Go through the entries below and write each one out exactly.

Data items:
#####
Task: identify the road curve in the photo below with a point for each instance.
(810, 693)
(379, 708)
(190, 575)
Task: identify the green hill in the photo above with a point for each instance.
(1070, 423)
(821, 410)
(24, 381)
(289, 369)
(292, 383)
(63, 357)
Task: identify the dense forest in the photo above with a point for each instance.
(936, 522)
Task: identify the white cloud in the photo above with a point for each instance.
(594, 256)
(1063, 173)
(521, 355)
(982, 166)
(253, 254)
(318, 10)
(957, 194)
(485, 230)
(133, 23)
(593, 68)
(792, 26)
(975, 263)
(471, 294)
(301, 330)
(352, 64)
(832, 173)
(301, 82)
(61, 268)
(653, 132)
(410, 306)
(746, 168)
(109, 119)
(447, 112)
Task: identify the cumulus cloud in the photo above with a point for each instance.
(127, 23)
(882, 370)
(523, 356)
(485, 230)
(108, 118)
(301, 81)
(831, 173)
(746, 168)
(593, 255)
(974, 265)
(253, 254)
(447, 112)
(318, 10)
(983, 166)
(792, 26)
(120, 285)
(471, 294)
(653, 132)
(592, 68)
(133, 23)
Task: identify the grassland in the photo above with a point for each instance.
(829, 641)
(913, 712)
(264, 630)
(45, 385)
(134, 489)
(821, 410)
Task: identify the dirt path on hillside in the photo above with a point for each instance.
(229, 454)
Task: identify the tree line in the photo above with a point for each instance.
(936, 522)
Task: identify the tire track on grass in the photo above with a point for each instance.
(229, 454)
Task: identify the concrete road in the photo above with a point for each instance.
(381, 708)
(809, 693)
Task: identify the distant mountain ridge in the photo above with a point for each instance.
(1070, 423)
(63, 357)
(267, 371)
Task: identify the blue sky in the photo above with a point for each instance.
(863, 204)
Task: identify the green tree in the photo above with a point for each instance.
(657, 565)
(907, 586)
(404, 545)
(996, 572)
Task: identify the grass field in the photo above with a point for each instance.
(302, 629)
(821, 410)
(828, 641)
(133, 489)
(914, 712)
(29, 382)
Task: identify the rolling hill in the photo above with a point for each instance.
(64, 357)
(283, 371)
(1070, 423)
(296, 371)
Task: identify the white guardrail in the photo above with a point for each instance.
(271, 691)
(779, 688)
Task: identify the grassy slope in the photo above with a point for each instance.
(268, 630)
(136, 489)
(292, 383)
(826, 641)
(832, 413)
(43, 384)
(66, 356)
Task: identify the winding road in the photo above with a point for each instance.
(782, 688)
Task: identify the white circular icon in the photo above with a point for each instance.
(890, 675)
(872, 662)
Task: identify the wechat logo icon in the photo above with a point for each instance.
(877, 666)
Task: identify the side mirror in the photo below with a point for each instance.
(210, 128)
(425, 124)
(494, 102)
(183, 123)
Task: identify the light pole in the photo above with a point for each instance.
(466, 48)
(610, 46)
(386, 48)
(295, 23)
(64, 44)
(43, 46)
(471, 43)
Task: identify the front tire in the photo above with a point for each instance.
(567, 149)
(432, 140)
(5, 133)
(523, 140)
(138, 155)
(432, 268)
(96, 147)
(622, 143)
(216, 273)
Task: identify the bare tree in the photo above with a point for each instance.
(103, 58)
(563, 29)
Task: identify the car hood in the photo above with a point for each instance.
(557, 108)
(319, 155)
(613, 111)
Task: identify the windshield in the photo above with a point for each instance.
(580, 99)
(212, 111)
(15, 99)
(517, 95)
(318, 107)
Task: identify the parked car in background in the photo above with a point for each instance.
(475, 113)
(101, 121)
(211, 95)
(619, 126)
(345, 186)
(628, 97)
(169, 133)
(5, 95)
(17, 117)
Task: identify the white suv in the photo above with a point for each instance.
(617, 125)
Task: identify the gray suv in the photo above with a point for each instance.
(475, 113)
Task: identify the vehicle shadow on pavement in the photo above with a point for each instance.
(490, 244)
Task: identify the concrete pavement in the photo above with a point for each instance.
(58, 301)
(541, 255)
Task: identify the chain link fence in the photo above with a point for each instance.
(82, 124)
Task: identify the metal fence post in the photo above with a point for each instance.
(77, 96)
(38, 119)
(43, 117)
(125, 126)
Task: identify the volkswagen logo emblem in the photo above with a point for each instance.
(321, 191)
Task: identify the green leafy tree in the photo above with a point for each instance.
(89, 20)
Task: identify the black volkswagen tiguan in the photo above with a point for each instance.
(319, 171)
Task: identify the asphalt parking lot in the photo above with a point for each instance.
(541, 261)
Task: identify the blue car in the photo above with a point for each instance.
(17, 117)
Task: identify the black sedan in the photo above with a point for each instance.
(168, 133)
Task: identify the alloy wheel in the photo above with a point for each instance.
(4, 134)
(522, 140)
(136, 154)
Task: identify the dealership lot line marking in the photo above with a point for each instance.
#####
● **Complete output**:
Task: identify the road curve in the photo below with a point for each instance.
(810, 693)
(379, 708)
(190, 575)
Task: identify the green hill in the photo above with a point for each instance.
(1070, 423)
(821, 410)
(24, 381)
(289, 369)
(292, 383)
(63, 357)
Task: identify the dense forest in the photo above with a point for each instance.
(936, 522)
Task: identify the white cloud in the photo above with a point for each instance.
(594, 256)
(1063, 173)
(521, 355)
(982, 166)
(253, 254)
(318, 10)
(957, 194)
(485, 230)
(133, 23)
(593, 68)
(792, 26)
(975, 263)
(471, 294)
(301, 330)
(352, 64)
(832, 173)
(301, 82)
(61, 268)
(653, 132)
(410, 306)
(746, 168)
(109, 119)
(447, 112)
Task: identify the cumulus cloud in the photo above with a point for each instance.
(127, 23)
(882, 370)
(523, 356)
(485, 230)
(108, 118)
(301, 81)
(831, 173)
(746, 168)
(593, 255)
(974, 265)
(253, 254)
(447, 112)
(318, 10)
(983, 166)
(792, 26)
(120, 285)
(471, 294)
(653, 132)
(592, 68)
(133, 23)
Task: identify the grassland in the photo above with a point for each instance.
(829, 641)
(913, 712)
(264, 630)
(45, 385)
(134, 489)
(821, 410)
Task: identify the dirt path on hillside in the photo above with a point for each instance.
(229, 454)
Task: identify the tree line in the photo above with a point for each instance.
(936, 522)
Task: identify the tire track on grass in the photo above with a point for each instance.
(229, 454)
Task: identify the concrete road in the photo above with a point for each instance.
(381, 708)
(809, 693)
Task: identify the distant mountain ridge in the photo above with a point for each instance.
(1070, 423)
(63, 357)
(267, 371)
Task: identify the blue sky in the photo above with a point for each instance.
(863, 204)
Task: identify the green tree in the photo above with a point for each instance.
(657, 565)
(907, 586)
(404, 545)
(996, 572)
Task: identify the grass field in the photo above with a point for each instance.
(302, 629)
(821, 410)
(828, 641)
(133, 489)
(914, 712)
(29, 382)
Task: identify the rolling hill in the photo above with a point for each instance.
(64, 357)
(283, 371)
(1070, 423)
(296, 371)
Task: identify the white guardrail in the photo above with a point for each instance.
(271, 691)
(779, 688)
Task: identify the grassy slope in the photo above with a point for each instance.
(268, 630)
(136, 489)
(292, 383)
(826, 641)
(832, 413)
(43, 384)
(66, 356)
Task: identify the winding road in the photo above with a point for each instance.
(782, 688)
Task: identify the white circular icon in the photo above with a point for each instance.
(890, 675)
(872, 662)
Task: identify the wechat logo icon in the photo above with a point for each instance.
(877, 666)
Task: identify the side mirror in the photo below with a point for each instance.
(210, 128)
(425, 124)
(494, 102)
(183, 123)
Task: identify the light pole in the photo above with a point for each instance.
(466, 48)
(610, 46)
(386, 48)
(295, 23)
(64, 44)
(43, 46)
(471, 43)
Task: identify the front tire in the photo above with a point for each instance.
(567, 149)
(432, 140)
(5, 133)
(523, 140)
(138, 155)
(432, 268)
(96, 147)
(622, 143)
(216, 273)
Task: identify the bare tree in the photo above with a point for each instance.
(103, 58)
(563, 29)
Task: identify the car hood in the photo above with a point for each instance.
(557, 108)
(319, 155)
(613, 111)
Task: identify the windshield in the photo above with a point for each instance.
(580, 99)
(212, 111)
(15, 99)
(517, 95)
(318, 107)
Task: identify the parked car in background in the photo above with a point for each instance.
(475, 113)
(101, 121)
(211, 95)
(619, 126)
(345, 186)
(628, 97)
(169, 133)
(5, 95)
(17, 117)
Task: identify the white suv in the photo above with a point for each instance.
(617, 125)
Task: identify the gray suv in the photo above with a point for each instance.
(475, 113)
Task: identify the vehicle shadow on pavement in the photo above with a point for each instance.
(490, 244)
Task: identify the concrete pavement in the photo above with a point for each instance.
(58, 301)
(541, 255)
Task: identify the chain link fence in the photo above with a point for each instance.
(82, 124)
Task: identify the metal fence post in the photo above with a point for each instance.
(77, 96)
(38, 119)
(43, 117)
(125, 126)
Task: identify the volkswagen logo emblem in the photo above with a point for each instance.
(321, 191)
Task: identify the green leafy tree in the photo above with a point for each instance.
(89, 20)
Task: identify the black volkswagen tiguan in the photo above with a point for each instance.
(319, 171)
Task: identify the asphalt parking lot in the photo above with a point for each instance.
(541, 261)
Task: identify the blue car in the photo above with a point for each instance.
(17, 117)
Task: identify the black sedan in the photo above with a point for each instance.
(168, 133)
Task: identify the alloy wheel in the photo above with a point for each instance.
(4, 134)
(522, 140)
(136, 154)
Task: identify the dealership lot line marking in the photo above with a point for each instance.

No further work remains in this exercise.